>> BEGIN

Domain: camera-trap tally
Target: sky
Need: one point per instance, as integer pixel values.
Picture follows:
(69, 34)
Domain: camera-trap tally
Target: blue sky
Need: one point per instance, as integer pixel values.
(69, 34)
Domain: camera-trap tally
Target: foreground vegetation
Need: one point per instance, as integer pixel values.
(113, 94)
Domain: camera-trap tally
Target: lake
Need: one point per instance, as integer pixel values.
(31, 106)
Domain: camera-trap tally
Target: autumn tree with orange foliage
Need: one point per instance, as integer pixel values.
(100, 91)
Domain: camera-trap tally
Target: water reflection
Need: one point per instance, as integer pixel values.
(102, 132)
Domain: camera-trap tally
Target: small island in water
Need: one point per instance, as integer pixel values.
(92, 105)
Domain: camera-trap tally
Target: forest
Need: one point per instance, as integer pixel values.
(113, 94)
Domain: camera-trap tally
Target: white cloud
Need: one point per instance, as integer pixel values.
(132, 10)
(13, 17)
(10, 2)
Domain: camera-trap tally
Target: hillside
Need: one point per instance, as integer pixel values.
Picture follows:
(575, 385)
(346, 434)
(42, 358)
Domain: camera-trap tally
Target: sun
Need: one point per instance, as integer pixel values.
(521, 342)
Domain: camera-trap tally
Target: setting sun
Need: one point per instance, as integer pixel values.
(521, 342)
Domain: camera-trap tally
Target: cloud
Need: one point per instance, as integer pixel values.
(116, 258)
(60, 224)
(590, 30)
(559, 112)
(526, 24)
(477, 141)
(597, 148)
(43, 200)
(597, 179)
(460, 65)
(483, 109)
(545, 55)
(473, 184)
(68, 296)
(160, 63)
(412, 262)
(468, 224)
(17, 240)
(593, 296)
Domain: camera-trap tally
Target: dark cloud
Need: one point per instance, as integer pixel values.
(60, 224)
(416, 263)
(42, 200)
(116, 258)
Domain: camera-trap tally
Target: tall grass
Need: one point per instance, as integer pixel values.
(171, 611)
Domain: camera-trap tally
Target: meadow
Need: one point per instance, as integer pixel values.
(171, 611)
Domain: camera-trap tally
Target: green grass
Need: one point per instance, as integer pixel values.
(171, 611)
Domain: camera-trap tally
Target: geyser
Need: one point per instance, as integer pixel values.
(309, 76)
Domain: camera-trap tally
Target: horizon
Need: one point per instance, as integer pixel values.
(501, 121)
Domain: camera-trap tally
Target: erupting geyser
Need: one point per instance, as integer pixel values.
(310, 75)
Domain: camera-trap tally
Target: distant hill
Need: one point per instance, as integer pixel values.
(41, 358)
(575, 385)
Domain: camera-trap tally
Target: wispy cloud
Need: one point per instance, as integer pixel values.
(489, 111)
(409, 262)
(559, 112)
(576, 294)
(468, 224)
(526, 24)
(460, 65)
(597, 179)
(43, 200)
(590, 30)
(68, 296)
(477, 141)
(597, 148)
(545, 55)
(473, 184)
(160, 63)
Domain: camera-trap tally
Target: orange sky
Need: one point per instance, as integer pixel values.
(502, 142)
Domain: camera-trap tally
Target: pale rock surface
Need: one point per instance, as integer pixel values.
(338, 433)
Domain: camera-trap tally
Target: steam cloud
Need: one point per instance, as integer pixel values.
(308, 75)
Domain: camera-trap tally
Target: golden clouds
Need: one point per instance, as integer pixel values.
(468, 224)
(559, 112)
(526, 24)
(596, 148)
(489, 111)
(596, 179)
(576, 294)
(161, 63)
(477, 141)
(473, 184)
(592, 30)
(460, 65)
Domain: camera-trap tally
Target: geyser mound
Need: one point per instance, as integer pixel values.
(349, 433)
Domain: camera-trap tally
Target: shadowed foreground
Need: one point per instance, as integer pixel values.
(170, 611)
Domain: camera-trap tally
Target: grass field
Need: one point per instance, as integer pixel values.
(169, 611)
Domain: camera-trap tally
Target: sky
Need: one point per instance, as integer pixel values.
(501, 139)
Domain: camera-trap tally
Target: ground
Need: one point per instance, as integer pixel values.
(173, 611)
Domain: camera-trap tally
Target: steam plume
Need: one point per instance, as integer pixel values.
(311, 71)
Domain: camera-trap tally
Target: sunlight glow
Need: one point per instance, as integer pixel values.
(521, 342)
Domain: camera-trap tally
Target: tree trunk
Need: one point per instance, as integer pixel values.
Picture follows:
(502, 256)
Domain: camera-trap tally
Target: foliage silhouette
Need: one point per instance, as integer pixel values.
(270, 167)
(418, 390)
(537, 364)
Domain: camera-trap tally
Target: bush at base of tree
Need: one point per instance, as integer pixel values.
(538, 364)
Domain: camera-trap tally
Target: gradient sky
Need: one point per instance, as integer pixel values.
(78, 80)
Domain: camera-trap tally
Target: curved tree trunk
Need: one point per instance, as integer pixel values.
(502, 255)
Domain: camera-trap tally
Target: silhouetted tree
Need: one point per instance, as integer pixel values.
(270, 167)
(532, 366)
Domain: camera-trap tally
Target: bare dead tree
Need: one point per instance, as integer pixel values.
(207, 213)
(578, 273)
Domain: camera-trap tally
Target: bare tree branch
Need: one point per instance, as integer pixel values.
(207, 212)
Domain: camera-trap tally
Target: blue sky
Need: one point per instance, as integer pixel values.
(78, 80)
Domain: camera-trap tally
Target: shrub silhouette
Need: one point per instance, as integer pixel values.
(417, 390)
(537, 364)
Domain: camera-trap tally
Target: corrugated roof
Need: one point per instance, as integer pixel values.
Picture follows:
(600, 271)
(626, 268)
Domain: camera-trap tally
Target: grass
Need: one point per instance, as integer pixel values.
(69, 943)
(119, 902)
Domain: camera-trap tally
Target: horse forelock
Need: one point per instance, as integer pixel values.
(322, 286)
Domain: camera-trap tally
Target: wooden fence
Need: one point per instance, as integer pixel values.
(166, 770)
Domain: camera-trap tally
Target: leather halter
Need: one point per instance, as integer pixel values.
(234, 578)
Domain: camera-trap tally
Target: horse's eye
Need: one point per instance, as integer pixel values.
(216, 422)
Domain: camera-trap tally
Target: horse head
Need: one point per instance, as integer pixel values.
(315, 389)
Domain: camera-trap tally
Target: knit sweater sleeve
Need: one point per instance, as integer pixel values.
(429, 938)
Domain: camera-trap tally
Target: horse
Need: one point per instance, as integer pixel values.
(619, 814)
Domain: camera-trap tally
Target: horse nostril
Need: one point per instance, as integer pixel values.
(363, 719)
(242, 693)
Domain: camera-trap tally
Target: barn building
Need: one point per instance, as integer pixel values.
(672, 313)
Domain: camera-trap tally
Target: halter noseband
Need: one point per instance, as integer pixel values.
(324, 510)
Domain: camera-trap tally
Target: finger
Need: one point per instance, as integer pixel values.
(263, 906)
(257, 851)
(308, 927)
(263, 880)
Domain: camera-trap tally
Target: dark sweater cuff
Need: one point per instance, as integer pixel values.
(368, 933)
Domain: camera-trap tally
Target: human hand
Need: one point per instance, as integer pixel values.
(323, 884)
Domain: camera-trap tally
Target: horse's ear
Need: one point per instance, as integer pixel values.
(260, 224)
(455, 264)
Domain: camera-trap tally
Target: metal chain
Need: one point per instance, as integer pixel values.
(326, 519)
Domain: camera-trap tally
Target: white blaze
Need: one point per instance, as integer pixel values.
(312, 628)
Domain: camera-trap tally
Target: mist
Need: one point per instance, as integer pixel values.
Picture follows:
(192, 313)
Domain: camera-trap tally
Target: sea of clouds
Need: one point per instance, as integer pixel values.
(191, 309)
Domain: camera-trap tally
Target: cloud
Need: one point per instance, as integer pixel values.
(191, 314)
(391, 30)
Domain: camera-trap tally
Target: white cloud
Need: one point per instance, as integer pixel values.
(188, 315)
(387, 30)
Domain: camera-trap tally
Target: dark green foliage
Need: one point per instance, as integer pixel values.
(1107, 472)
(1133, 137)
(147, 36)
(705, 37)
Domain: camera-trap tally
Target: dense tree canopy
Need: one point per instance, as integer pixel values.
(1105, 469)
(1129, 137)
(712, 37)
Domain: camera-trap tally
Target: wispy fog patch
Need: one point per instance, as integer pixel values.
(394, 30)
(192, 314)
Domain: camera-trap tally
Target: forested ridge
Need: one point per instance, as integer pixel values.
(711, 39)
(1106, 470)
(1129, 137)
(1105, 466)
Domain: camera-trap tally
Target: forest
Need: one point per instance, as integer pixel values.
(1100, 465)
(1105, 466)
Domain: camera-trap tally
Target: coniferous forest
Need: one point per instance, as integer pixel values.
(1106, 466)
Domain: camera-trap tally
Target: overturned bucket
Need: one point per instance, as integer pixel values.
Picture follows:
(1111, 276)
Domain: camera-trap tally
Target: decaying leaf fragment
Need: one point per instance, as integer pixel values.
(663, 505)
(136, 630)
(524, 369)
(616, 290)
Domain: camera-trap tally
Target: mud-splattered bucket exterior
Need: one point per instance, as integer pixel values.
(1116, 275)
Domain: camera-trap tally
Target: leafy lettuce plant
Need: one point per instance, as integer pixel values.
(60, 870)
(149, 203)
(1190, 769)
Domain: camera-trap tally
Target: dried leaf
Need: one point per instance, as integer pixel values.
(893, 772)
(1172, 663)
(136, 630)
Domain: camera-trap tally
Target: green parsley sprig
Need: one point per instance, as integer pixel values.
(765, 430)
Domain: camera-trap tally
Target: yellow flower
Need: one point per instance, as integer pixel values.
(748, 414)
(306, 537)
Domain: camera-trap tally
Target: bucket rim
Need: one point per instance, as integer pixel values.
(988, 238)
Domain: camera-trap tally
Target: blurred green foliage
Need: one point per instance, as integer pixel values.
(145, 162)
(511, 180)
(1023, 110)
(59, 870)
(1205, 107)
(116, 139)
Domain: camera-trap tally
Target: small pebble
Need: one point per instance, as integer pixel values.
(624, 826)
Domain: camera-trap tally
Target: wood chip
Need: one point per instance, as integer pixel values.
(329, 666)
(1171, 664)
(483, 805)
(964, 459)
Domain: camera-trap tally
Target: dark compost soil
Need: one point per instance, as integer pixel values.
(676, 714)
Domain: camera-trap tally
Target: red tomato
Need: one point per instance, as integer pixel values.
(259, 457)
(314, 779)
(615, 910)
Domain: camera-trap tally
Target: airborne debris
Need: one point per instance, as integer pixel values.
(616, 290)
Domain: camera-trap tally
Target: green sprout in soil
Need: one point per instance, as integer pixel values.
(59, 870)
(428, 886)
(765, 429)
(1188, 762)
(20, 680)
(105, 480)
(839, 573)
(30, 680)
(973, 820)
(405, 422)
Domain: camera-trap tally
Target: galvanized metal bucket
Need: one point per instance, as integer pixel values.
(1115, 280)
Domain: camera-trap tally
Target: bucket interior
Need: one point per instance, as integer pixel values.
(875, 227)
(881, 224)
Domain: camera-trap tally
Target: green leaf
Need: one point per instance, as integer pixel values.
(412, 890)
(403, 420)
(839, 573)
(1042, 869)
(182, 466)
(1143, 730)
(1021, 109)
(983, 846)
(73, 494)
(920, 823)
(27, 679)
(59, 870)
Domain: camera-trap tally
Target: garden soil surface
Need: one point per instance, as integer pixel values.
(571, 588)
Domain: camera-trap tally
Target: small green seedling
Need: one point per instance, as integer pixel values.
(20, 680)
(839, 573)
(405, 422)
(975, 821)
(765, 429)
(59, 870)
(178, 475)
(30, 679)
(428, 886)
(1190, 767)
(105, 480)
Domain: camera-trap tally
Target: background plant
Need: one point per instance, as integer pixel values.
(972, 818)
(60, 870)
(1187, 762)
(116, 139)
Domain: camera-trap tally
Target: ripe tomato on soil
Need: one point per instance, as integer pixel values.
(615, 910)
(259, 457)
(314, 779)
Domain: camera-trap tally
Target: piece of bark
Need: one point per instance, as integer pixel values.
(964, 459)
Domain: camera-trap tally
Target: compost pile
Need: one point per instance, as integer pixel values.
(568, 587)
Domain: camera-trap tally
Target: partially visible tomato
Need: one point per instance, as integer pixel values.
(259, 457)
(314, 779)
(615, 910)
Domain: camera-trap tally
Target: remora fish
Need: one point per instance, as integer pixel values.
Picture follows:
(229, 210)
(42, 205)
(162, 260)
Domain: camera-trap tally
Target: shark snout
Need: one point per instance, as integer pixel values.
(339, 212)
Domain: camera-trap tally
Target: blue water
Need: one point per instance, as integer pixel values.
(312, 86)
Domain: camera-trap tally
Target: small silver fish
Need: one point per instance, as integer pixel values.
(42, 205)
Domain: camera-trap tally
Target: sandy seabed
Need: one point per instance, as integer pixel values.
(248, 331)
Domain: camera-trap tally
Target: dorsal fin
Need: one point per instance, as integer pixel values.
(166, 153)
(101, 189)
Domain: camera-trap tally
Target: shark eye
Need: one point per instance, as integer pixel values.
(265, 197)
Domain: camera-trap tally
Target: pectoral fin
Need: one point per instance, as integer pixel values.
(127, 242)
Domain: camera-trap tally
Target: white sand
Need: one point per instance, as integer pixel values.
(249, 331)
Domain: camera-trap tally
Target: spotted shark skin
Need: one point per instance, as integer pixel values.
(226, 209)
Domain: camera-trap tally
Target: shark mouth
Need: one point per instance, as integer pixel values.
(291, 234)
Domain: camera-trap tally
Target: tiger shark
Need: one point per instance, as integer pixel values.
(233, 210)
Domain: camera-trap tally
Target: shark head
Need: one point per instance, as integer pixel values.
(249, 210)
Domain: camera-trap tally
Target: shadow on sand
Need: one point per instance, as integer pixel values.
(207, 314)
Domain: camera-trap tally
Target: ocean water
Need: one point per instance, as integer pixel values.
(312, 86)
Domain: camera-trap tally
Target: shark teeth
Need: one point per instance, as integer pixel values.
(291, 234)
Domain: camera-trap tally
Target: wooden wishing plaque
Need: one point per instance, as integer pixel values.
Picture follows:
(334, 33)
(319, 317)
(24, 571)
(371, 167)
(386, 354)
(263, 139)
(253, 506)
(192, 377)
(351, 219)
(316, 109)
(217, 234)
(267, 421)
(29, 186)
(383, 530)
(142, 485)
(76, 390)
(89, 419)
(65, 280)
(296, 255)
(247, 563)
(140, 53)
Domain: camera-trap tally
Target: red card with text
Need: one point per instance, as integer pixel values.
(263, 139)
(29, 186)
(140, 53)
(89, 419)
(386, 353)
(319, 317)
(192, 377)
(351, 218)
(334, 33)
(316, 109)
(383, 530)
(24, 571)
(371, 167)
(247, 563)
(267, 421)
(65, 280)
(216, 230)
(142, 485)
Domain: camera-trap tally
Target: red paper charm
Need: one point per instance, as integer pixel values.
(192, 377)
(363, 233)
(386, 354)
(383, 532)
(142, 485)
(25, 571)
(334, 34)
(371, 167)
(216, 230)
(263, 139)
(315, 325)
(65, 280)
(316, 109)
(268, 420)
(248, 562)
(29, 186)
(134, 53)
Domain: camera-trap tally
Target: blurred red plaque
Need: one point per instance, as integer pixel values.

>> END

=== INSTRUCTIONS TO FOLLOW ===
Return every line of the records above that contains the word "compost", copying each line unchanged.

=== OUTPUT BELOW ===
Target: dark compost soil
Target: compost pile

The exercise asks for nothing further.